▶ **Passage provided**:
* * *

# Need Honda garage



## Dennis (Sep 29, 2008)

Looking for a Honda garage preferably local to me (Miranda do Corvo)central Portugal that has computer diagnostic capability to find a fault with my ABS.

Dashboard ABS light comes on intermittently,or sometimes doesn`t go out on start up but then goes out on journey, hopefully just a sensor but witch one!


----------



## canoeman (Mar 3, 2011)

Not a Honda garage but a superb mechanic based at the petrol station on the Miranda to Lousa N342? the new road.
or the Honda dealers are on the old A1 about halfway between Coimbra and Condeixa


----------



## Dennis (Sep 29, 2008)

canoeman said:


> Not a Honda garage but a superb mechanic based at the petrol station on the Miranda to Lousa N342? the new road.
> or the Honda dealers are on the old A1 about halfway between Coimbra and Condeixa


At the IPO station?


----------



## canoeman (Mar 3, 2011)

No IPO on industrial estate, the petrol station on the Louse to Miranda side, just before exit for Industrial Estate.

* * *

[Localization data with one point per instance]

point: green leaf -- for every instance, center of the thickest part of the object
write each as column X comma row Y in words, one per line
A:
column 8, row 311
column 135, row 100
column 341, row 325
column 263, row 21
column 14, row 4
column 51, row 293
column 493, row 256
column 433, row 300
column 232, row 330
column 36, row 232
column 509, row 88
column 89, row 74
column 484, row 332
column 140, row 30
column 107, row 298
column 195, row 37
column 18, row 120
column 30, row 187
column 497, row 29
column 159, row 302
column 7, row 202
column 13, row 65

* * *

▶ **Exercises**:
A. Decide whether each statement agrees with the Honda garage thread: (i) Dennis says the ABS light comes on intermittently; (ii) canoeman recommends a Honda garage at the petrol station; (iii) the Honda dealers are on the old A1 between Coimbra and Condeixa. Answer yes or no for each and quote the deciding words.
B. Reproduce the part of the Honda garage thread that begins at the words "Looking for a" and stop after "but witch one!".

▶ **Answers for the exercise**:
A.
(i) Yes: "Dashboard ABS light comes on intermittently"
(ii) No: "Not a Honda garage but a superb mechanic based at the petrol station"
(iii) Yes: "the Honda dealers are on the old A1 about halfway between Coimbra and Condeixa"

B.
Looking for a Honda garage preferably local to me (Miranda do Corvo)central Portugal that has computer diagnostic capability to find a fault with my ABS.

Dashboard ABS light comes on intermittently,or sometimes doesn`t go out on start up but then goes out on journey, hopefully just a sensor but witch one!